#### Data under study:
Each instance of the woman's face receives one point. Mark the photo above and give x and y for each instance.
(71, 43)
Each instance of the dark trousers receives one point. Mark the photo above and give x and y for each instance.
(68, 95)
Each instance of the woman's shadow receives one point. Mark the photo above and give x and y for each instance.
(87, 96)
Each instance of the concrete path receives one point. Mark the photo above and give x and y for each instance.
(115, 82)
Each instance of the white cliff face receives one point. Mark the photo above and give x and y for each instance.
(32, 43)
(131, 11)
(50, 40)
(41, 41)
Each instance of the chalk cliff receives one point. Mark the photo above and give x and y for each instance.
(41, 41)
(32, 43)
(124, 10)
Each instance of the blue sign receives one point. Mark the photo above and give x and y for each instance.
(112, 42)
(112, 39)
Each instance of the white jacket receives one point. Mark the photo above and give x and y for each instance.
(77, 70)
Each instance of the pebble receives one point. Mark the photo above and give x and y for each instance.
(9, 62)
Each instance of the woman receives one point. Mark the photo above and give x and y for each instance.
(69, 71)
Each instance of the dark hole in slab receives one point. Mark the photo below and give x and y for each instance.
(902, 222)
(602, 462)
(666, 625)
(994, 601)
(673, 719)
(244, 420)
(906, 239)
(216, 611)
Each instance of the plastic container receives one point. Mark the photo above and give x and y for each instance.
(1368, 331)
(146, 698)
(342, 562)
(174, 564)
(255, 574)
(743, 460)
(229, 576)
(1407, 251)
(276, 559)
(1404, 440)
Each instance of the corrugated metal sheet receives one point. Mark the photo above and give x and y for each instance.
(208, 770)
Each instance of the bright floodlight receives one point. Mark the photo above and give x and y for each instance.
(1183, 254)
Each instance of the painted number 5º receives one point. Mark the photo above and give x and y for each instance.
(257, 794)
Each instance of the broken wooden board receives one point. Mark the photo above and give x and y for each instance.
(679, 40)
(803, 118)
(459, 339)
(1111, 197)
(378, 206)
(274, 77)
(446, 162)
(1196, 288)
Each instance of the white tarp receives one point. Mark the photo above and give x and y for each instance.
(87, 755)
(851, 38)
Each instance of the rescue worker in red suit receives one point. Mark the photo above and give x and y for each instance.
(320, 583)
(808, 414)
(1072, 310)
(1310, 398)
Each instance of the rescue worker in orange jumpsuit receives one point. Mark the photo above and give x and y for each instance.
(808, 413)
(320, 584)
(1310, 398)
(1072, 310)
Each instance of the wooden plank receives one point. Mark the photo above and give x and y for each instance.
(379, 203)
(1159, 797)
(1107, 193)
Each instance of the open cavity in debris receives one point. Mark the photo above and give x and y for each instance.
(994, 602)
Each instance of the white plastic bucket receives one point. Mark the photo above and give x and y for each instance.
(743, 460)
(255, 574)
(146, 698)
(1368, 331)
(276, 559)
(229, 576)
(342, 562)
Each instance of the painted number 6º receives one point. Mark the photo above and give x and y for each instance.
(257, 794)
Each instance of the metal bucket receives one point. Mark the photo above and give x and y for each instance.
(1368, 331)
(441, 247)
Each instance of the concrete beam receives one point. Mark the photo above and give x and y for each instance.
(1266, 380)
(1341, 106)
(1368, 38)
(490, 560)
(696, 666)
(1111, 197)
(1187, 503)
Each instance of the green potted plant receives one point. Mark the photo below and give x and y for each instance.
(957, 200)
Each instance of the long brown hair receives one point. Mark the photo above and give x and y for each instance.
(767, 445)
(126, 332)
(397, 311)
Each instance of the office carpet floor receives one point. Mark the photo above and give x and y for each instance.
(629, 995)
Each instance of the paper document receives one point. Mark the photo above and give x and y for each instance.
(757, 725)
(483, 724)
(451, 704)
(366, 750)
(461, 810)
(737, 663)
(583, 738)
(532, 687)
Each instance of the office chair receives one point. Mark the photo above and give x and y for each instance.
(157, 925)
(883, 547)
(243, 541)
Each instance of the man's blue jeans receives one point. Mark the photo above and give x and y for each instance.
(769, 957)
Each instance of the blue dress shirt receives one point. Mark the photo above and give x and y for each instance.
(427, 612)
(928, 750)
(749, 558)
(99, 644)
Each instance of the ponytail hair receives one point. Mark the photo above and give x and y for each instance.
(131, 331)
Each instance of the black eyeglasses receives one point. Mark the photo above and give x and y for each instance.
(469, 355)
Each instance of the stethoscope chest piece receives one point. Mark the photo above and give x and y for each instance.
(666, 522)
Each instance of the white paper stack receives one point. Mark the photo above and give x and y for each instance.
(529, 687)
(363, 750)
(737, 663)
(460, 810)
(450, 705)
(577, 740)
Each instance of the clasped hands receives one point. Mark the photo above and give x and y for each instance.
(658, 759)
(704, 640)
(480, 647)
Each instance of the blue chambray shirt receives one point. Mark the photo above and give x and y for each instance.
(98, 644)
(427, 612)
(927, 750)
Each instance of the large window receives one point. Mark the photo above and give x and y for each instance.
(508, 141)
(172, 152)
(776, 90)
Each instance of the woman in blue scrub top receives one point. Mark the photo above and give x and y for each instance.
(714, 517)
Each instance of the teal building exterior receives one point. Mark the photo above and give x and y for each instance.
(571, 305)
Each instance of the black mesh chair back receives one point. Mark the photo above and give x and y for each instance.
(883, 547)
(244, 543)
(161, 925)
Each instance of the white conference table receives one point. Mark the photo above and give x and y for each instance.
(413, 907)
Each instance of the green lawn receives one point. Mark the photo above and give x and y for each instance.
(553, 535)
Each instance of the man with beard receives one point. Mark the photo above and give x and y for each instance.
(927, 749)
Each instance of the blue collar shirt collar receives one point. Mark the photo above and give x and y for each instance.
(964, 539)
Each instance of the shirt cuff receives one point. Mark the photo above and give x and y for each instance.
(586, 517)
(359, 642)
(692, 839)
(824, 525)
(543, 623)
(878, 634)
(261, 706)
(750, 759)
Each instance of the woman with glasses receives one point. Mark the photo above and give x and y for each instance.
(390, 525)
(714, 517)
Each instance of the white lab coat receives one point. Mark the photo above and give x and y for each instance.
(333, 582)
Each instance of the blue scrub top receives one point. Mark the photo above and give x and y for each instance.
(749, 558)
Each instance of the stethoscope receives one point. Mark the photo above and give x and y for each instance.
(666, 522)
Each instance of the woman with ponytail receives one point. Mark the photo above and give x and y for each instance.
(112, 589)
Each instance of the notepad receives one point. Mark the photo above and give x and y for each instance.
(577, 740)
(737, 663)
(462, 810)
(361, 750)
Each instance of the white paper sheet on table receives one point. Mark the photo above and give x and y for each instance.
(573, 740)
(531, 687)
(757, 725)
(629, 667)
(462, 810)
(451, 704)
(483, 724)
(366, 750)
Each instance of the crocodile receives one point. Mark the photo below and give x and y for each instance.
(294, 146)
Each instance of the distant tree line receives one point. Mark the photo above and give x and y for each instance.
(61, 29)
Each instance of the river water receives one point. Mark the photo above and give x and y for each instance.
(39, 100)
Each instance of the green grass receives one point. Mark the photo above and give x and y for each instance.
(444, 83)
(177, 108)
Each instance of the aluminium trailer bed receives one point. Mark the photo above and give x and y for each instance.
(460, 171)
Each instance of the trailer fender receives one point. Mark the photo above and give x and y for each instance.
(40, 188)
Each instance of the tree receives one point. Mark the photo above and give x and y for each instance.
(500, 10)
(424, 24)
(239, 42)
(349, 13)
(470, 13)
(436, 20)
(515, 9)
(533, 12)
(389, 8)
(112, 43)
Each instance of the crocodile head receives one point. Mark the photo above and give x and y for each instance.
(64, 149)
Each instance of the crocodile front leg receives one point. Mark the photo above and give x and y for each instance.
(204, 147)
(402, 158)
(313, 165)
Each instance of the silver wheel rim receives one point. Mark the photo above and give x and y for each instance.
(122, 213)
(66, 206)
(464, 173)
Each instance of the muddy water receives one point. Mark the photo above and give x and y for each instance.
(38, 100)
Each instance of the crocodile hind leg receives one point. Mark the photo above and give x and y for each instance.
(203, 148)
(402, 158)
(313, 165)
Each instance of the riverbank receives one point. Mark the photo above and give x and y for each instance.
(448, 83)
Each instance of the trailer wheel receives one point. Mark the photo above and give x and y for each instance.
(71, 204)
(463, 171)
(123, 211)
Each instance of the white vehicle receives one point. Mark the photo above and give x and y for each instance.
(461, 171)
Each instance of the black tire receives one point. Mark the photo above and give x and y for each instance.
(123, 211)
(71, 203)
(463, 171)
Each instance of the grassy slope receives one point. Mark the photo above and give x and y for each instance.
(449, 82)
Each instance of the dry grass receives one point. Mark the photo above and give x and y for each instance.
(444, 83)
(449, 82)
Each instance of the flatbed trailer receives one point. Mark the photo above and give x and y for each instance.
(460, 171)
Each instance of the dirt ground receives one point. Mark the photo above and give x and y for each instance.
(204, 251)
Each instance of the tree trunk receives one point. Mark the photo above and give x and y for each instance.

#### What needs to be done:
Everything from the line that contains "Each instance of the dirt" to the last line of the entries above should be repeated word for word, both lines included, with no other output.

#### The answer:
Each instance of the dirt ground receives one point. Mark the photo above and give x and y for each instance.
(204, 251)
Each instance of the tree trunk receives one point. Mark the photo above and give x and y for each instance.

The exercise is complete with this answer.